### Task inputs
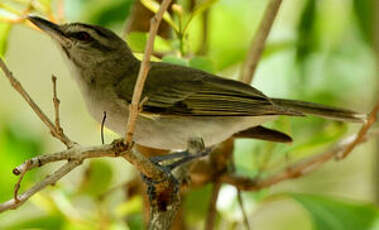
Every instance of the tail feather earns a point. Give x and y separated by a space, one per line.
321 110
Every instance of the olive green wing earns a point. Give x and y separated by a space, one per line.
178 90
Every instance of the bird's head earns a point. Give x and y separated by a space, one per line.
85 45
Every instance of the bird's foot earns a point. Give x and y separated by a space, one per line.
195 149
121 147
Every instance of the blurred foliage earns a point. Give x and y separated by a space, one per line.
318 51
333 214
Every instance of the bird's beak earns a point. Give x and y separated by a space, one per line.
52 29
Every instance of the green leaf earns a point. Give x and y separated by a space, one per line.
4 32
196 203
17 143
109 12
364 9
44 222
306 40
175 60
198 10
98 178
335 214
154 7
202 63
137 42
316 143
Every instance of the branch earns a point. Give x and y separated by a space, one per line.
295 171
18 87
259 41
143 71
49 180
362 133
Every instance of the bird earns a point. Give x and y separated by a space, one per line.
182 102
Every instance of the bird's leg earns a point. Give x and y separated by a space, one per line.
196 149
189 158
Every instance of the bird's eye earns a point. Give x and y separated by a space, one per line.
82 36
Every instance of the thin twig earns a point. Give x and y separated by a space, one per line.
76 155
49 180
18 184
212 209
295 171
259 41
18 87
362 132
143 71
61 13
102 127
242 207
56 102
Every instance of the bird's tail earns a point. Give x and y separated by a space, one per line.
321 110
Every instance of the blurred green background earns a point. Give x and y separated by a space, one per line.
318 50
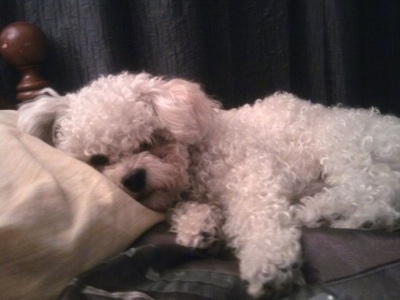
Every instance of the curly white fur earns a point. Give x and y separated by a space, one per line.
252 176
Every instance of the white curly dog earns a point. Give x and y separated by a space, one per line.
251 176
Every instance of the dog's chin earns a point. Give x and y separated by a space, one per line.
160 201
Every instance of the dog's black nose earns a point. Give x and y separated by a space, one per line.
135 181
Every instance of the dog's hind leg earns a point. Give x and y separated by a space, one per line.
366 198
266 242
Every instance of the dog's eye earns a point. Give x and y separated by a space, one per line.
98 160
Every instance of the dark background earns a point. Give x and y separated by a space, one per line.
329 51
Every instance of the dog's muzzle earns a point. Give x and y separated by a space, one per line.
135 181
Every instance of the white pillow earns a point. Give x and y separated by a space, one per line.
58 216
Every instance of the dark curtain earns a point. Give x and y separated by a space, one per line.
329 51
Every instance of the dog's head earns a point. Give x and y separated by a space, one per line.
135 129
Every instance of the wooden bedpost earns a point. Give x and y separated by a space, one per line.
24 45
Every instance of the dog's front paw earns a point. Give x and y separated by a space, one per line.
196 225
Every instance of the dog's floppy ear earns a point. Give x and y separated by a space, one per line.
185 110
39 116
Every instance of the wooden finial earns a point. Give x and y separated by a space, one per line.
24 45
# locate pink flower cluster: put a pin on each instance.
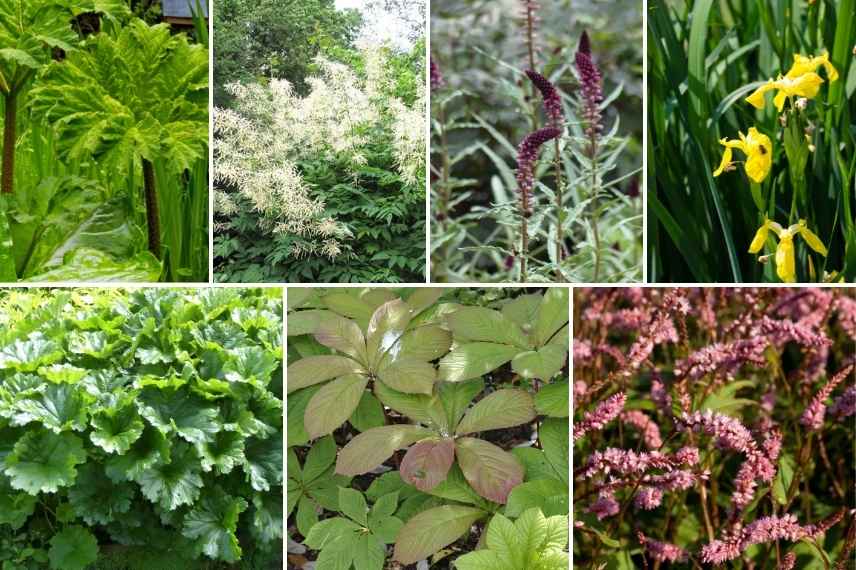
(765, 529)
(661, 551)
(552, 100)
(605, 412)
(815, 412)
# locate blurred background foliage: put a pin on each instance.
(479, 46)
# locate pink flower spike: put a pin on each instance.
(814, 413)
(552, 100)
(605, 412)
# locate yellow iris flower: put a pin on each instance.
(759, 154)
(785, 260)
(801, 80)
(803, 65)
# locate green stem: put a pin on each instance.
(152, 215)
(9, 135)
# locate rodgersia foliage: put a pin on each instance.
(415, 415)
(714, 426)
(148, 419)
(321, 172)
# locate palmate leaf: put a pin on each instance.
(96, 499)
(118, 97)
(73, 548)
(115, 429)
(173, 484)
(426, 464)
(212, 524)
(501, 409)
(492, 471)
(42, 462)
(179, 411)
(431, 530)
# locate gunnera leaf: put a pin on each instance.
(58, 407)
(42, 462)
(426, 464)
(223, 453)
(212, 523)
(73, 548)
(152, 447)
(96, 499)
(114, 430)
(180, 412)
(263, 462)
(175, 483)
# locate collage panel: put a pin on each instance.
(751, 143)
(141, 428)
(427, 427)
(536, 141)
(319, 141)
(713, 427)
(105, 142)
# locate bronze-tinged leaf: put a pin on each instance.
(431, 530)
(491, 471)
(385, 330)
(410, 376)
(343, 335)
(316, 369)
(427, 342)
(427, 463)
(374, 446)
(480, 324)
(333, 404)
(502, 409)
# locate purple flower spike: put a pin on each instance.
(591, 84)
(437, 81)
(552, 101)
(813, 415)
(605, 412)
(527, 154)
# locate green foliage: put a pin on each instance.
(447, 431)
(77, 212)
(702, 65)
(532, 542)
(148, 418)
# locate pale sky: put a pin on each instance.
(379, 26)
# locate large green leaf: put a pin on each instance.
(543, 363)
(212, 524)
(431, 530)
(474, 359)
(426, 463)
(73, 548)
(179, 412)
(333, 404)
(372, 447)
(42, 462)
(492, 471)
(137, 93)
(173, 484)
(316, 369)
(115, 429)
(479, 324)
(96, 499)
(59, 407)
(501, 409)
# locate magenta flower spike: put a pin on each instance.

### Written exercise
Format the material above as a JSON list of strings, one string per line and no blank lines. Leave out the pictures.

### Result of this exercise
[
  "Every instance of the tail feather earns a point. Give x and y separated by a space, one per line.",
  "321 110",
  "Every instance of the olive green wing earns a point. Give x and y separated by a space, one per line.",
  "178 90",
  "Every instance of the bird's head earns a point. Give x and y separated by a space, one per line.",
  "85 45",
  "Every instance of the bird's foot earns a point. Give x and y separated by a space, one per line.",
  "195 149",
  "121 147",
  "Every instance of the blurred foliage earns a point. Give x and y separated by a space, one per line.",
  "318 51",
  "333 214",
  "Every instance of the bird's beak earns a point. Give x and y separated by a space, one per line.",
  "52 29",
  "Every instance of the green leaf earns a point. Give x and y separated by a space, one per line.",
  "4 32",
  "196 203",
  "17 143",
  "109 12",
  "364 9",
  "44 222",
  "306 40",
  "175 60",
  "198 10",
  "98 178",
  "335 214",
  "154 7",
  "202 63",
  "137 42",
  "316 143",
  "Every instance of the branch earns a point. Give x and y separated by a space, one per line.",
  "295 171",
  "18 87",
  "259 41",
  "143 71",
  "49 180",
  "362 133",
  "Every instance of the bird earns a point. Give x and y separated by a space, one per line.",
  "182 102",
  "Every instance of the bird's leg earns a point. Give x and y separated by a space, one per line.",
  "196 149",
  "189 158",
  "Every instance of the bird's eye earns a point. Give x and y separated by a space, one per line.",
  "82 36",
  "Every instance of the thin twig earns a point. Give x and y separated by a space, one per line.",
  "76 155",
  "49 180",
  "18 184",
  "212 209",
  "295 171",
  "259 41",
  "18 87",
  "362 132",
  "143 71",
  "61 13",
  "102 127",
  "242 207",
  "56 102",
  "Every instance of the bird's tail earns a point. Give x and y separated by a space, one per line.",
  "321 110",
  "Every instance of the blurred green background earns a point. Give x and y separated by a space, one per line.",
  "318 50",
  "Every instance of the curly white fur earns a point. Give x and y separated by a space, one per line.",
  "252 176",
  "Every instance of the white curly dog earns a point. Give x and y separated by a space, one per line.",
  "251 176",
  "Every instance of the dog's chin earns a point. Give x and y separated by a space, one per line.",
  "160 201",
  "Every instance of the dog's black nose earns a point. Give x and y separated by a space, one per line.",
  "135 181",
  "Every instance of the dog's hind leg earns a point. Give x and y separated by a space, one per line.",
  "366 198",
  "266 242",
  "Every instance of the dog's eye earns a point. Give x and y separated by a space, one per line.",
  "98 160",
  "Every instance of the dark background earns a point. Give x and y separated by a space, one per line.",
  "329 51",
  "Every instance of the dog's muzzle earns a point. Give x and y separated by a space, one per line.",
  "135 181",
  "Every instance of the white pillow earns a point. Give x and y separated by a space, one per line.",
  "58 216",
  "Every instance of the dark curtain earns a point. Give x and y separated by a space, one per line.",
  "329 51",
  "Every instance of the dog's head earns a point. Give x and y separated by a space, one per line.",
  "135 129",
  "Every instance of the wooden bedpost earns a point. Give x and y separated by a space, one per line.",
  "24 45",
  "Every instance of the dog's front paw earns a point. Give x and y separated by a space, one per line.",
  "196 225",
  "Every instance of the dog's floppy ear earns a point. Give x and y separated by a space, one per line.",
  "185 110",
  "39 116",
  "Every instance of the wooden finial earns a point. Give x and y separated by a space, one per line.",
  "24 45",
  "# locate pink flower cluster: put a pin on each instance.",
  "(765, 529)",
  "(661, 551)",
  "(552, 100)",
  "(605, 412)",
  "(815, 412)",
  "# locate blurred background foliage: put a pin on each instance.",
  "(479, 46)",
  "# locate pink flower spike: put a pin on each instance.",
  "(814, 413)",
  "(552, 100)",
  "(605, 412)",
  "# locate yellow iris flower: put a pin on each instance.",
  "(759, 154)",
  "(785, 260)",
  "(801, 80)",
  "(803, 65)",
  "# locate green stem: put a pin on each instance.",
  "(152, 215)",
  "(9, 135)",
  "# locate rodgersia foliage: put a pin on each instance.",
  "(415, 415)",
  "(714, 426)",
  "(148, 419)",
  "(321, 172)",
  "# locate palmate leaf: put a pin on each instance.",
  "(96, 499)",
  "(118, 97)",
  "(73, 548)",
  "(115, 429)",
  "(173, 484)",
  "(426, 464)",
  "(212, 524)",
  "(501, 409)",
  "(492, 471)",
  "(42, 462)",
  "(179, 411)",
  "(431, 530)",
  "# locate gunnera leaf: put a pin on each instance.",
  "(58, 407)",
  "(42, 462)",
  "(426, 464)",
  "(223, 453)",
  "(212, 523)",
  "(73, 548)",
  "(152, 447)",
  "(96, 499)",
  "(114, 430)",
  "(180, 412)",
  "(263, 462)",
  "(175, 483)",
  "# locate collage panel: put a pin on each instance.",
  "(751, 143)",
  "(141, 428)",
  "(427, 427)",
  "(536, 141)",
  "(319, 141)",
  "(713, 427)",
  "(105, 142)",
  "# locate bronze-tinged leaf: put a pin on each instance.",
  "(431, 530)",
  "(491, 471)",
  "(385, 330)",
  "(410, 376)",
  "(343, 335)",
  "(316, 369)",
  "(427, 342)",
  "(427, 463)",
  "(374, 446)",
  "(480, 324)",
  "(333, 404)",
  "(502, 409)",
  "# locate purple flower spike: put a pin on each instance.",
  "(591, 84)",
  "(437, 81)",
  "(552, 101)",
  "(813, 415)",
  "(605, 412)",
  "(527, 154)",
  "# locate green foliage: put a pin on each instance.",
  "(447, 431)",
  "(77, 212)",
  "(702, 65)",
  "(532, 542)",
  "(148, 418)",
  "# locate pale sky: put a pin on each instance.",
  "(379, 26)",
  "# locate large green leaf: put a pin on each instance.",
  "(543, 363)",
  "(212, 524)",
  "(431, 530)",
  "(474, 359)",
  "(426, 463)",
  "(73, 548)",
  "(179, 412)",
  "(333, 404)",
  "(372, 447)",
  "(42, 462)",
  "(492, 471)",
  "(137, 93)",
  "(173, 484)",
  "(316, 369)",
  "(115, 429)",
  "(479, 324)",
  "(96, 499)",
  "(59, 407)",
  "(501, 409)",
  "# locate magenta flower spike: put a pin on each instance."
]